◆ **GIVEN INFORMATION**
****************************************
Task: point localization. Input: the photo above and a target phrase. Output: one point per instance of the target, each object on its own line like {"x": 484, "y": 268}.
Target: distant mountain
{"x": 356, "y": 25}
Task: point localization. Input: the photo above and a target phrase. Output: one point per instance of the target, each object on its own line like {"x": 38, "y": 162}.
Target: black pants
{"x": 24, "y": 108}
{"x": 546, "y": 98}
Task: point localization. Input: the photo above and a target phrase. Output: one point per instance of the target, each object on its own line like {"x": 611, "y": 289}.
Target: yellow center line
****************************************
◆ **REQUIREMENT**
Extract the full listing above without altering anything.

◆ **SOLUTION**
Task: point localization. Input: the photo above and a target phrase. Output: one point per instance of the target, each object on its own line like {"x": 484, "y": 268}.
Target: distant mountain
{"x": 356, "y": 25}
Task: point localization. Input: the photo above and a target phrase. Output: one point per instance of the target, each object on its own line like {"x": 38, "y": 162}.
Target: black pants
{"x": 24, "y": 108}
{"x": 546, "y": 98}
Task: point localization. Input: the photo above and a target phrase. Output: one point per instance of the target, each object on its own line like {"x": 611, "y": 289}.
Target: yellow center line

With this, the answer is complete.